** TASK OBJECTIVE **
Put every line of the entries below into a numbered list, from the first line through the line that contains "[[954, 643], [132, 67], [730, 120], [980, 640]]", and skip blank lines. Leave the pictures out of the list.

• • •

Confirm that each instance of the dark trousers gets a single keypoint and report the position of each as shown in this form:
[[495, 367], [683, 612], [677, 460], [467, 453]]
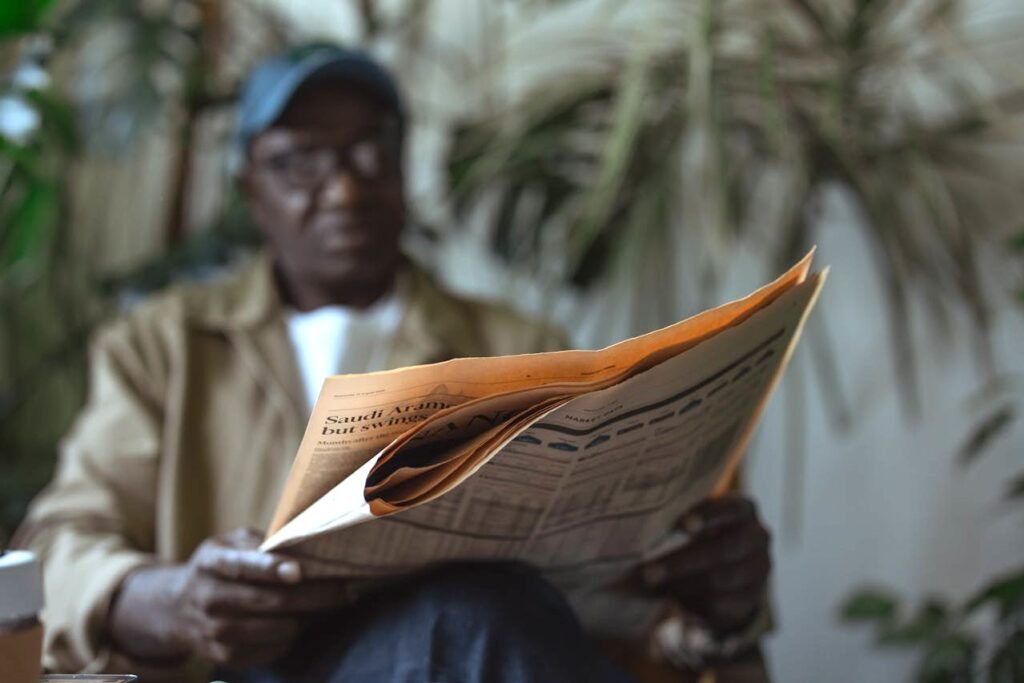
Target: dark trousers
[[465, 624]]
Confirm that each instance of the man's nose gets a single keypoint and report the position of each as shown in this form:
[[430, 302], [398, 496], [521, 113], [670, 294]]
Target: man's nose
[[341, 188]]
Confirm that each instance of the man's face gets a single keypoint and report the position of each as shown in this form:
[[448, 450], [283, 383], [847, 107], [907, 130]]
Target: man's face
[[325, 183]]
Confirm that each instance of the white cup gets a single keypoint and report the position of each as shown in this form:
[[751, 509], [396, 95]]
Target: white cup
[[20, 603]]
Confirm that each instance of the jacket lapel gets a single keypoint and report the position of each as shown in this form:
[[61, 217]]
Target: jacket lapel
[[247, 310]]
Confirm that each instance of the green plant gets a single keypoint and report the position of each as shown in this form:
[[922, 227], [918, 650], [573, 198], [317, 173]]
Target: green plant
[[954, 643], [133, 67], [982, 638]]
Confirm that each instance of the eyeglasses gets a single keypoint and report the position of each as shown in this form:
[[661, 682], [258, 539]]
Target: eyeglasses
[[309, 167]]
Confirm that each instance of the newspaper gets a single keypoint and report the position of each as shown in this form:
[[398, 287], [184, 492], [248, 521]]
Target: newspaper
[[577, 462]]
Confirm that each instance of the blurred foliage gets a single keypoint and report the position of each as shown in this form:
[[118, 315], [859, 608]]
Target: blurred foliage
[[954, 643], [132, 67], [730, 120], [980, 640]]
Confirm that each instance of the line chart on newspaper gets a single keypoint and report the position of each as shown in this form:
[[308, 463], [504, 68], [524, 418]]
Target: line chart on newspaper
[[577, 462]]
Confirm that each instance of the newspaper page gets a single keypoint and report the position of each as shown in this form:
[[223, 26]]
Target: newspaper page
[[357, 417], [589, 488]]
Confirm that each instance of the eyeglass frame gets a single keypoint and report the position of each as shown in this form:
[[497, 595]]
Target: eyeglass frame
[[334, 158]]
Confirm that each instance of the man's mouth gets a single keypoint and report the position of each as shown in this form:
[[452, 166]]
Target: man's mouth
[[342, 238]]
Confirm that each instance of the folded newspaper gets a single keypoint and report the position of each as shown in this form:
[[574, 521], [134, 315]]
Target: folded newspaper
[[578, 462]]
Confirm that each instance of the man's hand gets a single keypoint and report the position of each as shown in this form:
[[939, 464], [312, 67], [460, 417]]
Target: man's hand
[[230, 604], [722, 571]]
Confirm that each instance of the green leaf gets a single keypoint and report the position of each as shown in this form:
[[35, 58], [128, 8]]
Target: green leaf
[[1007, 593], [984, 432], [929, 622], [17, 16], [948, 659], [1017, 242], [868, 605], [30, 224], [1007, 665]]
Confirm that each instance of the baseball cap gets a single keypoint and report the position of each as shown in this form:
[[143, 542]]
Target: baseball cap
[[272, 83]]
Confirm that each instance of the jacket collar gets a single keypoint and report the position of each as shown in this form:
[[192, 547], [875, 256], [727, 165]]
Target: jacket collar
[[435, 325]]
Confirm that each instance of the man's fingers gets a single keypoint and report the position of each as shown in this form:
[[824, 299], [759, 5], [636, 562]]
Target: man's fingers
[[740, 577], [253, 631], [713, 515], [230, 597], [735, 610], [247, 564], [707, 555]]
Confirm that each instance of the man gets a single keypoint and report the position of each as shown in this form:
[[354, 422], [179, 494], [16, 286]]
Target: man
[[198, 402]]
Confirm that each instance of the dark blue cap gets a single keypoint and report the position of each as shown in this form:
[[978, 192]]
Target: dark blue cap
[[272, 83]]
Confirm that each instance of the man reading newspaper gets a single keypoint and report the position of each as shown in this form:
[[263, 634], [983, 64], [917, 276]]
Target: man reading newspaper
[[199, 400]]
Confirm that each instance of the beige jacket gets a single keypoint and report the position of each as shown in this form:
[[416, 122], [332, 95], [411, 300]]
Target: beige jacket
[[195, 412]]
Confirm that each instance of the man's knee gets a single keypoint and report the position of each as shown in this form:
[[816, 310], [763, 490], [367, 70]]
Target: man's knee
[[507, 596]]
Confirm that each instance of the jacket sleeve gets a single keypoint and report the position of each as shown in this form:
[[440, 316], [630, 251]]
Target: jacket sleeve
[[94, 523]]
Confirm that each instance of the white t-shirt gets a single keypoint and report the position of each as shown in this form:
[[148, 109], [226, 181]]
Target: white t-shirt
[[336, 340]]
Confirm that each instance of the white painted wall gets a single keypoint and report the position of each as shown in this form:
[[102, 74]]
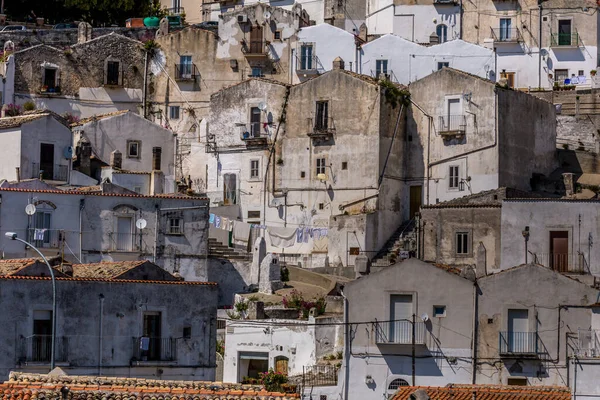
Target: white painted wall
[[410, 61]]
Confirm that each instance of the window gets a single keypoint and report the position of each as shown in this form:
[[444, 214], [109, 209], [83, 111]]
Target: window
[[439, 311], [175, 226], [256, 72], [322, 115], [133, 149], [320, 165], [174, 112], [454, 179], [254, 171], [462, 243], [442, 32], [112, 73], [306, 56], [381, 67]]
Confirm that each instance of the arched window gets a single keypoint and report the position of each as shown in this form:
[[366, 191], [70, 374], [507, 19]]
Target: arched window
[[442, 31], [396, 383]]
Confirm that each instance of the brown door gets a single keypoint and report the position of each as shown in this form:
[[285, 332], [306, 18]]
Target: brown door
[[416, 193], [559, 251]]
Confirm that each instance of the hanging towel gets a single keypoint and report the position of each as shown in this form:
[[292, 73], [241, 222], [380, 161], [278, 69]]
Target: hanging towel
[[144, 343], [241, 231], [282, 237]]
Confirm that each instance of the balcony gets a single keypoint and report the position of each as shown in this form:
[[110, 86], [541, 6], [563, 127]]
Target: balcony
[[521, 344], [506, 35], [154, 349], [451, 126], [254, 48], [50, 172], [124, 241], [588, 345], [399, 332], [565, 40], [564, 263], [38, 349], [186, 73], [45, 238], [321, 128], [253, 134]]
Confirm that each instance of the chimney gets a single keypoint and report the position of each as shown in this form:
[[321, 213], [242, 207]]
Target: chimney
[[84, 32], [568, 181], [156, 158], [116, 159], [338, 63]]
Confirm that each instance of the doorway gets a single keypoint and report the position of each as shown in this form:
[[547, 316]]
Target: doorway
[[416, 193], [47, 160]]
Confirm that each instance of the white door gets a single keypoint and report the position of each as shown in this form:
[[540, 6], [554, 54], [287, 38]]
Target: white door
[[124, 235], [518, 331], [401, 311]]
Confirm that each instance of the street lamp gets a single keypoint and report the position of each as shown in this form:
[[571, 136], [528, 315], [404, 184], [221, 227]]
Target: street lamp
[[13, 236]]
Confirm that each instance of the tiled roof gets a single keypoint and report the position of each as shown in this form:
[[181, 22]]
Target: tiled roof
[[22, 386], [58, 191], [84, 121], [104, 270], [41, 278], [487, 392]]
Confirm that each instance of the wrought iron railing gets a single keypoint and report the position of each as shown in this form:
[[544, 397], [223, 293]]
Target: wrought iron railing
[[565, 39], [520, 343], [154, 349], [507, 35], [58, 172], [38, 348], [399, 332], [452, 123]]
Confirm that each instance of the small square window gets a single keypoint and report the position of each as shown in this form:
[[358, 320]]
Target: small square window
[[133, 149], [174, 112], [439, 311]]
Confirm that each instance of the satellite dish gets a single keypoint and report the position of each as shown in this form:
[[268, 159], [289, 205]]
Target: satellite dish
[[30, 209], [141, 223], [68, 152]]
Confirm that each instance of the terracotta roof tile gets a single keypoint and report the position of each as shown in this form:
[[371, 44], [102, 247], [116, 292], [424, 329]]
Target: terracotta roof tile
[[487, 392]]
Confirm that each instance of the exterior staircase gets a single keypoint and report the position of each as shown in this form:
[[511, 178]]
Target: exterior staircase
[[217, 249], [404, 239]]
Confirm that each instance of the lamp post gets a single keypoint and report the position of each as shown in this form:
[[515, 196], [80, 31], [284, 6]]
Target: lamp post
[[13, 236]]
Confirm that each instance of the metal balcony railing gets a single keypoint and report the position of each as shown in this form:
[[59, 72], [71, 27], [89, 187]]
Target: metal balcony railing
[[565, 39], [186, 72], [254, 47], [154, 349], [56, 173], [38, 348], [399, 332], [524, 343], [124, 241], [588, 344], [452, 124], [565, 263], [506, 35]]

• • •

** COMPLETE OUTPUT **
1. Confirm that each instance of the dark trousers gets a single keypoint and report the position of each as shown in this form:
2. [[495, 367], [683, 612], [677, 460], [467, 453]]
3. Target: dark trousers
4. [[465, 624]]
5. Confirm that each instance of the man's nose gets a single keypoint and report the position of each as shown in this form:
6. [[430, 302], [398, 496], [521, 113], [670, 294]]
7. Target: man's nose
8. [[341, 188]]
9. Confirm that each instance of the man's face gets a single keypoint and report the position of each as shown in this form:
10. [[448, 450], [283, 383], [847, 107], [907, 130]]
11. Target: man's face
12. [[325, 183]]
13. Confirm that each instance of the white cup gets a single keypoint and report the position of each as shown in this form:
14. [[751, 509], [396, 95]]
15. Target: white cup
16. [[20, 603]]
17. Confirm that each instance of the jacket lapel gets a single keypoint and report the position of each as shown in this form:
18. [[61, 217]]
19. Target: jacket lapel
20. [[247, 310]]
21. Confirm that each instance of the green plant gets a single keypoint and report the position of each as shown in this form:
22. [[922, 227], [918, 650], [573, 198], [317, 173]]
23. Target: green plant
24. [[954, 643], [133, 67], [982, 638]]
25. Confirm that each instance of the eyeglasses gets a single keypoint and report the position of each as shown in this form:
26. [[661, 682], [258, 539]]
27. Target: eyeglasses
28. [[309, 167]]
29. Confirm that each instance of the newspaper gets a single keypoint and report the position of each as shown in this form:
30. [[398, 287], [184, 492], [248, 521]]
31. Target: newspaper
32. [[577, 462]]
33. Confirm that each instance of the blurred foliage gets a single keypoint and report the position of each as shown in this form:
34. [[118, 315], [859, 608]]
35. Target: blurred foliage
36. [[954, 643], [132, 67], [730, 120], [980, 640]]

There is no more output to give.